→ **Supplied passage**:
====

California has programs to fund bike lanes and bike paths, along with safer sidewalks and streets, to make it easier for people to get around without a car. But the state and local governments are moving far too slowly, and there remain gross inequities in which communities have bicycle infrastructure and actively support cyclists, and which do not.

Instead of finding support for their carbon-free travel, cyclists in some communities face unsafe and unjust conditions. In East Los Angeles, only 1% of streets have bike lanes, meaning cyclists are expected to navigate crowded and often poorly maintained streets. Of course people are going to ride on the sidewalk, even if it’s prohibited, because it’s safer.

Yet that rational decision makes cyclists a target for law enforcement. Nearly a quarter of bike stops in East L.A. were for sidewalk violations, The Times reported. In Lynwood, where there are no bike lanes at all, sidewalk violations account for 16% of stops. In West Hollywood, which is predominantly white, more streets have bike lanes and the city allows bicyclists to ride on the sidewalk in areas with no bike lanes. Less than 1% of bike stops were initiated because of sidewalk violations.

The stop-and-search policy targeting Latino cyclists is abusive and bigoted and shows little crime-reduction value. It also demonstrates the need for stronger civilian oversight of the sheriff.

The failure to invest in bike infrastructure and to enact laws that better support cyclists has real-world consequences, beyond allowing law enforcement to profile riders and use minor bike infractions as cause to search a person or detain him in the back seat of a patrol car. That not only denies cyclists the freedom to ride without fear, but it makes it harder to persuade people to ride instead of drive.

====

→ **Data lines**:
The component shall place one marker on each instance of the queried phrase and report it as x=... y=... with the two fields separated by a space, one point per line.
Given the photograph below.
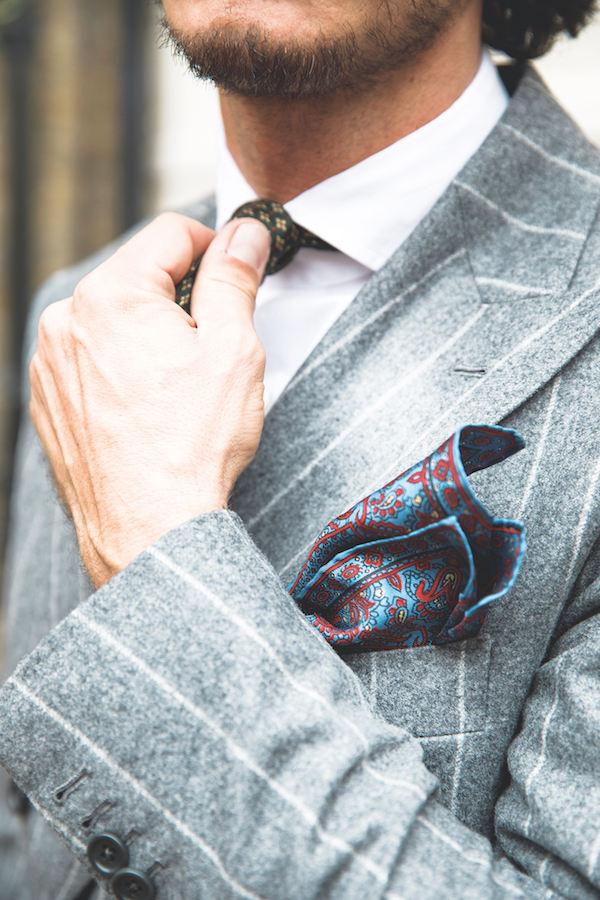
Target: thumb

====

→ **Work to do**:
A. Can you restate word for word the part of the cycling passage from "California has programs" up to and including "because it’s safer."?
B. According to the passage on cycling in California, what share of streets in East Los Angeles have bike lanes?
C. Could you continue the passage on cycling in California, beginning after its final sentence?
The material that comes after the passage about cycling in California stands on its own and is not part of it.

→ **Answer set**:
A.
California has programs to fund bike lanes and bike paths, along with safer sidewalks and streets, to make it easier for people to get around without a car. But the state and local governments are moving far too slowly, and there remain gross inequities in which communities have bicycle infrastructure and actively support cyclists, and which do not.

Instead of finding support for their carbon-free travel, cyclists in some communities face unsafe and unjust conditions. In East Los Angeles, only 1% of streets have bike lanes, meaning cyclists are expected to navigate crowded and often poorly maintained streets. Of course people are going to ride on the sidewalk, even if it’s prohibited, because it’s safer.

B. Only 1%.

C.
The L.A. County Board of Supervisors has limited ability to stop the Sheriff’s Department from profiling cyclists, but they can make other fixes. Supervisors Janice Hahn and Hilda Solis said they want to reconsider the law that makes it illegal for bicyclists to ride on the sidewalk in the county’s unincorporated areas. That’s fine as an immediate accommodation. But it doesn’t resolve the fact that too many communities in L.A. County have little or no bike infrastructure. The supervisors should ensure that more transportation dollars are spent on making the streets safer for cyclists (and pedestrians.)

The lack of safe biking infrastructure sends a message that cyclists are not valued or welcomed — or worse, that traveling by bike is somehow cause for suspicion. That’s not only deeply unjust, it undermines the promises from state and local elected officials to take real action on climate change and create healthier sustainable communities.